◆ **WHAT IS NEEDED**: Across the entries below, count the lines in which the word "segment" occurs. Reply with the count alone.

---------------

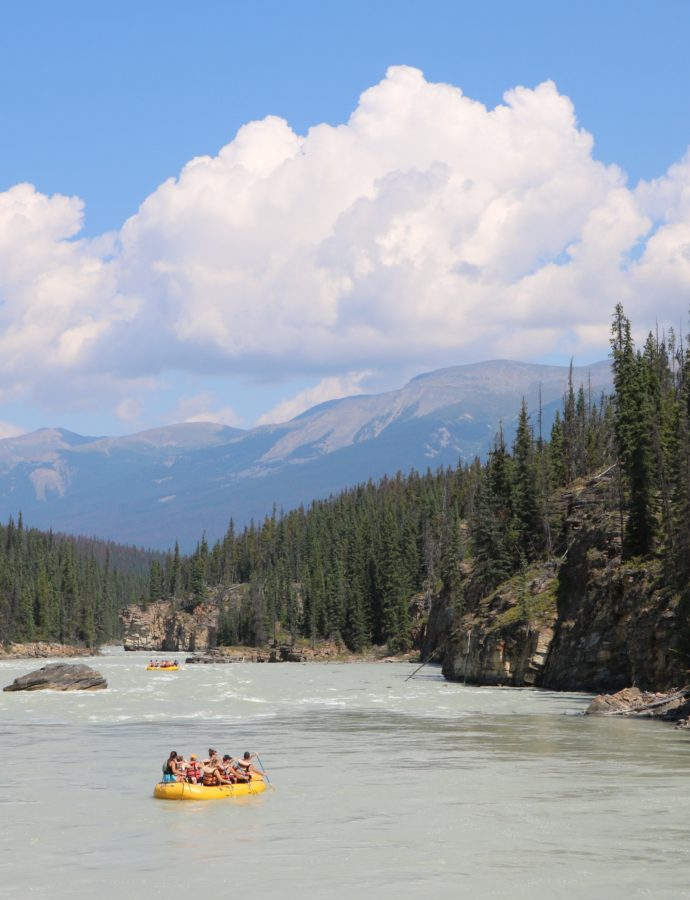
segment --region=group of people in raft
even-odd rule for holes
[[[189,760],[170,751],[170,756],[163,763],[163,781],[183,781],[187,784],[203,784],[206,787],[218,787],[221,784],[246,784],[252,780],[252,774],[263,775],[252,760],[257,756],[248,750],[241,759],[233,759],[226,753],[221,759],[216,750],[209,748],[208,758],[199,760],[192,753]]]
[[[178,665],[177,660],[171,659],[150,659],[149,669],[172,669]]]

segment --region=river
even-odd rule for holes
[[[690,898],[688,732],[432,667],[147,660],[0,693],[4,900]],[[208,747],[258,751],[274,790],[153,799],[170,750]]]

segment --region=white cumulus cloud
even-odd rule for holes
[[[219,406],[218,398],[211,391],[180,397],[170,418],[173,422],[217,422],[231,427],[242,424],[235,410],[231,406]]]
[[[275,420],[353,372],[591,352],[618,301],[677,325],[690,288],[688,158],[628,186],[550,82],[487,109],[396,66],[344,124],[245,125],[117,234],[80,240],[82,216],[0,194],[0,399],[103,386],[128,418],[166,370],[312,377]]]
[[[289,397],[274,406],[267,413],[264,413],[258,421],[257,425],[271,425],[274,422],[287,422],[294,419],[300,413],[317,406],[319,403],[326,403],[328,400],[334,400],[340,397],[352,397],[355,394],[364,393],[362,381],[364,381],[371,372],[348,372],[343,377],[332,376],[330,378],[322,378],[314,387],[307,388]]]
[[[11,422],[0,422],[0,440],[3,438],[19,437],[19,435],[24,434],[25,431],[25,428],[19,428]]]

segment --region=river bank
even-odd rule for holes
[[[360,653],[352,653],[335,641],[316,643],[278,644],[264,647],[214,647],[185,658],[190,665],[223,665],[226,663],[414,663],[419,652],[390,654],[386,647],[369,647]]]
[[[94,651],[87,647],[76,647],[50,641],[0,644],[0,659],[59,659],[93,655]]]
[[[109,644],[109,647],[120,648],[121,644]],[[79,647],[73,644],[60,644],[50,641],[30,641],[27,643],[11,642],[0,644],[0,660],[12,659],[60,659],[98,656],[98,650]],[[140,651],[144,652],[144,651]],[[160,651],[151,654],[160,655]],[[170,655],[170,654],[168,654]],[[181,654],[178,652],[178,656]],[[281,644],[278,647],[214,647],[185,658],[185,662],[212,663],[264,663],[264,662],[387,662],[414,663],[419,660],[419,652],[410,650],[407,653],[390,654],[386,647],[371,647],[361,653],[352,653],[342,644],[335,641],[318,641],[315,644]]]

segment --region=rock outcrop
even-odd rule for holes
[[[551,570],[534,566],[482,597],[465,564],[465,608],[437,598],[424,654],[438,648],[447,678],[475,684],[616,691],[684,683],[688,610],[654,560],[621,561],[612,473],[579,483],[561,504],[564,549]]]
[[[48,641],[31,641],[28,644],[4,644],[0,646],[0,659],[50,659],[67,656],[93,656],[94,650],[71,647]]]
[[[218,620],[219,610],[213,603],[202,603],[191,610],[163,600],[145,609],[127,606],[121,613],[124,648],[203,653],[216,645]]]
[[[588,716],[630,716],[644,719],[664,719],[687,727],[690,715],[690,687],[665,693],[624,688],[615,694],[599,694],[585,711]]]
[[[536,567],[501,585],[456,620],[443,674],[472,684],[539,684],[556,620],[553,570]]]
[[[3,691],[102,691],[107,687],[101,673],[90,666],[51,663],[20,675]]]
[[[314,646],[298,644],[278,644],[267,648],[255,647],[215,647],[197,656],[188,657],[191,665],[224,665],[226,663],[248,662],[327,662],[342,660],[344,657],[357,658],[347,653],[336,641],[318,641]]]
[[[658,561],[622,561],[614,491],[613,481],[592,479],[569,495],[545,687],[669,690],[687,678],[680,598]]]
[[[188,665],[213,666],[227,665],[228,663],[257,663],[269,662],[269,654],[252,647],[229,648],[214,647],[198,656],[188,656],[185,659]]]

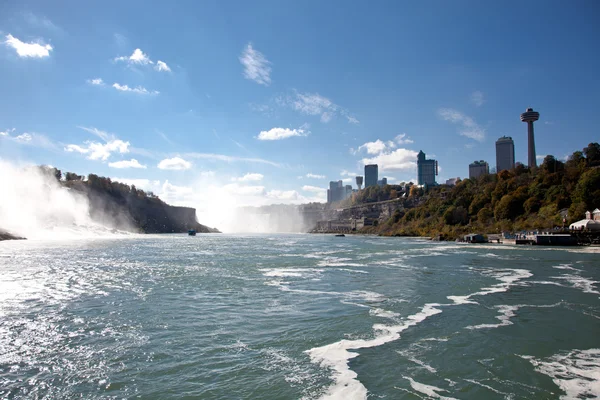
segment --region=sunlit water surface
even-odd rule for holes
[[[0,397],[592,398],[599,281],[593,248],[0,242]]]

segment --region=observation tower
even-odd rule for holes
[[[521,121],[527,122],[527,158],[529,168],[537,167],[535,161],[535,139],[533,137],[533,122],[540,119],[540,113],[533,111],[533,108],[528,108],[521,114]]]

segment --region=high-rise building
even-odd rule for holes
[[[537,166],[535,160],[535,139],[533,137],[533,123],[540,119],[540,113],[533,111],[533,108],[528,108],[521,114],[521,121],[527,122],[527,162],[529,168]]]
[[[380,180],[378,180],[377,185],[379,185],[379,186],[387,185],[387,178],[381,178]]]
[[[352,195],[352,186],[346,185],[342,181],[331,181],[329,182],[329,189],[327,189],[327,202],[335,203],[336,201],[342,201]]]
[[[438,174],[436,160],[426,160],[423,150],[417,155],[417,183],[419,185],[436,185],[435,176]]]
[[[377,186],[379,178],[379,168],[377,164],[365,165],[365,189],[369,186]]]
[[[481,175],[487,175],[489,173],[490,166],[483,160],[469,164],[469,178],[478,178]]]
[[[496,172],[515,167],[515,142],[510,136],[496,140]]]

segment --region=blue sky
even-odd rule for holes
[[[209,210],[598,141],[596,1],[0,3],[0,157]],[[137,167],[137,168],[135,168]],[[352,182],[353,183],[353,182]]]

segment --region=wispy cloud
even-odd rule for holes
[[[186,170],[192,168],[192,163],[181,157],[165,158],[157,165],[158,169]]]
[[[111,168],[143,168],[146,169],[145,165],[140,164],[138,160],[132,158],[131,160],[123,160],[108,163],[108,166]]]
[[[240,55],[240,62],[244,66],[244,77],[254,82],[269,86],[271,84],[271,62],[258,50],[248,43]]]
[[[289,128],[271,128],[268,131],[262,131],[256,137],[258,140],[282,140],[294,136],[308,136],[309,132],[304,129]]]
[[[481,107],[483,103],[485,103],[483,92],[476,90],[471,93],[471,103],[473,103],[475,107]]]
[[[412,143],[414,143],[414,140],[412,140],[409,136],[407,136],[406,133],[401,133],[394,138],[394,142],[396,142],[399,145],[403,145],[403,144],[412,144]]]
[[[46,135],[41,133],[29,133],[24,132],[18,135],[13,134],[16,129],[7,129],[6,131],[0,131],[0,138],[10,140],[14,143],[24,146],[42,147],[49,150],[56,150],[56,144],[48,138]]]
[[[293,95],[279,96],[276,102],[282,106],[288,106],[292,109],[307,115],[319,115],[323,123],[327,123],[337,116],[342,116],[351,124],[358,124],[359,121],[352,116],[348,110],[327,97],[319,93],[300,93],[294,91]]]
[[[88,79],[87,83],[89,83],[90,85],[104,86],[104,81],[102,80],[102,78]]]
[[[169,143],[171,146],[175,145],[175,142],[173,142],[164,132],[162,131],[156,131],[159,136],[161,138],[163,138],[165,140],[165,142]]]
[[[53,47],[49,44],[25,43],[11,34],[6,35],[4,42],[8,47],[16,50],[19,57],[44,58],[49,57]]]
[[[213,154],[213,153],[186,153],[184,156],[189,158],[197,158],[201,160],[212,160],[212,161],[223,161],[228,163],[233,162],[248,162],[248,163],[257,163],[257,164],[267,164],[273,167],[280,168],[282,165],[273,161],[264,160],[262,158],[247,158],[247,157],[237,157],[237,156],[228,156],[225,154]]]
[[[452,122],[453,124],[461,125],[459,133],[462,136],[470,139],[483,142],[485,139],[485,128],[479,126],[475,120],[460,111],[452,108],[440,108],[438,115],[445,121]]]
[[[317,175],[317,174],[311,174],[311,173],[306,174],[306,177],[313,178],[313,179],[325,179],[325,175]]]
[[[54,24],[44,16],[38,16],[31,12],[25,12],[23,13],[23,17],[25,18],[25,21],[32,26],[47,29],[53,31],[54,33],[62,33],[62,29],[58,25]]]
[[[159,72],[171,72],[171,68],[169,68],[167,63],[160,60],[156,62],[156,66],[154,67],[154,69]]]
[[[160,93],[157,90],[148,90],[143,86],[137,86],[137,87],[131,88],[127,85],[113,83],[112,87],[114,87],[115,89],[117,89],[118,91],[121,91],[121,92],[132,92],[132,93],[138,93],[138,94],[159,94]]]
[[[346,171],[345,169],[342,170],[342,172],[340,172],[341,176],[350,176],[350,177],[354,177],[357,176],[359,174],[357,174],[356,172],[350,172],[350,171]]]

---------------

◆ **RESULT OF THE TASK**: 10